* [PASSAGE PROVIDED]
───

A heavy emphasis on sex isn't exactly a unique approach in R&B. The very nature of the genre, in fact, evokes sexual imagery perhaps more than any other - hell, songs like Ginuwine's Pony absolutely ooze it, and that's a large part of what makes them so great. Occasionally however, some artists will overshoot in their attempts to be sexy, which makes the aim painfully obvious and renders the effort an utter failure. Justin Timberlake's Future Sex/Love Sounds is a perfect example of this; past the fact that this album was good almost entirely because of Timbaland's production, Timberlake has absolutely no real charisma. And when he's constantly talking about sex over the course of a twelve song LP (with the exception of downright embarrassing attempts to make statements, like Losing My Way), it just begins to look over the top and silly. A number of male R&B vocalists have fallen prey to this misstep, but Robin Thicke is one who has never had this problem. Which is all the more impressive now, because his latest, Sex Therapy, is completely devoted to it.
Sex Therapy could have very easily ended up an awkwardly forced record like Future Sex/Love Sounds did at times, but Thicke, armed with some excellent beats that range from seventies soul to modern day hip-hop, pulls it off splendidly. His confidence and charm, something that has been evident since his breakthrough hit When I Get You Alone, shines through from genuinely seductive tracks like Make U Love Me and Start with a Kiss to playful and even goofy ones; Meiplé, which features Jay-Z, is a silly but simultaneously endearing idealistically romantic ode to women. It's a real testament to his charisma that he can get away with lines like "I can pay for acting lessons, you'll become a movie star and make more than me, babe." From most other singers, it would sound completely ridiculous, but Thicke's knowing and fun delivery makes it clear that he's taking his lyrics maybe half-seriously, at best. Another good example of this is the exotic sounding I Got U, which starts out with blatant references to clichéd aphrodisiacs. The song is built around a woman visiting with him as a doctor, presumably dispensing the sex therapy the album's title promises. In the middle, she says "My man don't take me nowhere!" and he responds, "ah... I have just the thing for that." In that pause, you can almost feel him giving that comical, fourth wall breaking look to the listener, like "oh yeah, I'm gonna bang this broad." When he does cut loose and really sing though, he shows that he truly is one of the best of his kind today; his falsettos on Million Dolla Baby and Elevatas in particular (even his amusing Michael Jackson-esque "woo"s in the latter) sound fantastic, showcasing his rich, expansive voice but also understating more than enough to keep from overdoing it.

───

(Records from a data collection)

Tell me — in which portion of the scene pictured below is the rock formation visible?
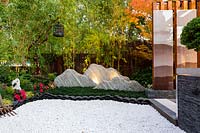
[54,64,144,91]
[54,69,96,87]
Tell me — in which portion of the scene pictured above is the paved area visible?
[150,99,178,125]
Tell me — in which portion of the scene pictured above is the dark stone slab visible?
[145,89,176,99]
[150,99,178,126]
[178,75,200,133]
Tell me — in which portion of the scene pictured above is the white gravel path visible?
[0,100,184,133]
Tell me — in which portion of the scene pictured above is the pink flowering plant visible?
[33,82,49,93]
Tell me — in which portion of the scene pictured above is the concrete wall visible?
[177,75,200,133]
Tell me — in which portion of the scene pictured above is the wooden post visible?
[172,1,179,89]
[196,1,200,68]
[183,0,188,10]
[190,0,196,9]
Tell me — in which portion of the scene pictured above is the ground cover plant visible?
[47,87,146,98]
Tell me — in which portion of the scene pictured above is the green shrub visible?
[5,86,14,95]
[0,64,17,85]
[130,67,152,87]
[181,17,200,52]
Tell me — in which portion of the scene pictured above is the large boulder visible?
[84,64,128,84]
[54,64,145,91]
[94,77,145,92]
[54,69,96,87]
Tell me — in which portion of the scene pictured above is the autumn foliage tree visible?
[126,0,153,40]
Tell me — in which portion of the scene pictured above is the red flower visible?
[39,83,44,89]
[40,88,43,93]
[45,85,49,90]
[33,84,37,91]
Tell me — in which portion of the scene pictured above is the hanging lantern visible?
[53,22,64,37]
[0,0,9,5]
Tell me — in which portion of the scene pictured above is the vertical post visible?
[172,1,177,89]
[183,0,188,10]
[168,1,173,10]
[151,2,157,89]
[176,1,181,10]
[196,0,200,68]
[190,0,196,9]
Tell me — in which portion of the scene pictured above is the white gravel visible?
[0,100,184,133]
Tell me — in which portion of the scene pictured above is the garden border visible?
[13,93,151,110]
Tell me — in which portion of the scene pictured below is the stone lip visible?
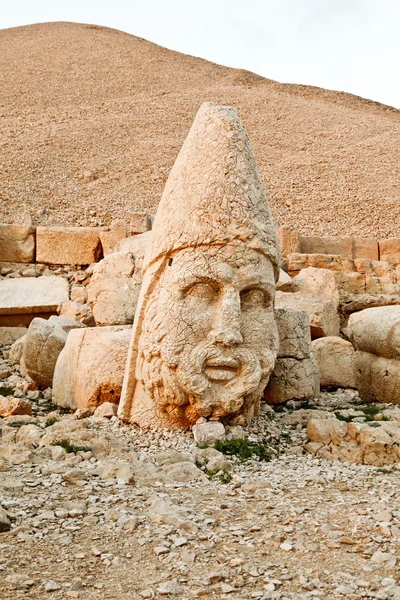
[0,275,68,315]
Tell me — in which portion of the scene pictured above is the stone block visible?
[0,223,35,263]
[311,336,356,388]
[53,326,132,409]
[0,275,68,326]
[300,236,353,260]
[0,327,26,346]
[275,308,311,359]
[264,357,320,404]
[355,352,400,404]
[353,238,379,260]
[379,238,400,266]
[277,226,300,256]
[275,292,340,339]
[100,219,127,256]
[129,212,151,235]
[347,306,400,360]
[36,227,103,265]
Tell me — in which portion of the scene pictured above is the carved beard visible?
[138,338,275,424]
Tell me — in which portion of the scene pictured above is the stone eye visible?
[240,289,266,308]
[185,282,218,302]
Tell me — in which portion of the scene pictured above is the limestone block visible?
[264,357,319,404]
[275,292,340,339]
[53,326,132,409]
[300,236,353,259]
[347,306,400,360]
[23,317,82,388]
[311,336,356,388]
[0,327,26,346]
[0,275,68,324]
[355,352,400,404]
[379,238,400,266]
[276,269,292,292]
[87,248,143,325]
[100,219,127,256]
[353,238,379,260]
[277,226,300,256]
[129,212,151,235]
[0,223,35,263]
[292,267,339,307]
[59,300,96,327]
[275,308,311,359]
[36,227,102,265]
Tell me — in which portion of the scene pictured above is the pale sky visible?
[0,0,400,108]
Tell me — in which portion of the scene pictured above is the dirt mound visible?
[0,23,400,237]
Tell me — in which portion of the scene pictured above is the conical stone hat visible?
[144,102,279,269]
[118,103,280,422]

───

* [QUESTIONS TO ANSWER]
1: Answer these questions from the review of Sex Therapy:
(a) Whose production does the reviewer credit for nearly all of what was good about Future Sex/Love Sounds?
(b) Which track on Sex Therapy features Jay-Z?
(c) On which two tracks are Thicke's falsettos singled out?
2: Say whether each statement agrees with the review of Sex Therapy, quoting the words that decide it:
(a) The review names When I Get You Alone as Thicke's breakthrough hit.
(b) The review counts Losing My Way among Thicke's genuinely seductive tracks.
(c) In I Got U, the woman visits Thicke as a lawyer.
3: Carry the review of Sex Therapy forward from its final sentence.

* [ANSWERS FOR THE TASKS]
1:
(a) Timbaland's production.
(b) Meiplé.
(c) Million Dolla Baby and Elevatas.

2:
(a) Yes: "his breakthrough hit When I Get You Alone"
(b) No: "downright embarrassing attempts to make statements, like Losing My Way"
(c) No: "a woman visiting with him as a doctor"

3:
As mentioned earlier, the beats are a huge part of why this album is a success as well, particularly in their eclecticism. Cuts like Jus Right and Mona Lisa have a tropical, calypso-esque feel to them, which are starkly different from but still fit in well with, say, Rollacoasta, which has a throbbing, synth heavy funk to it and a catchy hook that could stand next to the Gap Band's best. Speaking of hooks, while Thicke hasn't come anywhere near his first hit, he still hits paydirt here. His vocal melodies on Meiplé, for instance, are outstanding, as they are on It's in the Morning, which features Snoop Dogg and should be completely generic: it's a song praising morning sex in the typical slo-jam style, but the melodies and silliness of the lyrics make it quite appealing. Other big standouts are the neo-soulful Mrs. Sexy, and the glitchy, futuristic hip-hop of Shakin' It 4 Daddy with Nick Minaj.
Sex Therapy is the kind of album that most R&B artists wish they could make. It's fun, playful, and even authentically sexy without ever falling into the pitfalls of taking itself too seriously (or not seriously enough, for that matter). Much like how Nick Cave and the Bad Seeds approached their Murder Ballads album, Robin Thicke is very blatant with how he tackles the subject matter, but at the same time keeps a good sense of humor about himself, and this could well be the album's greatest strength. A great way to close out the year for R&B.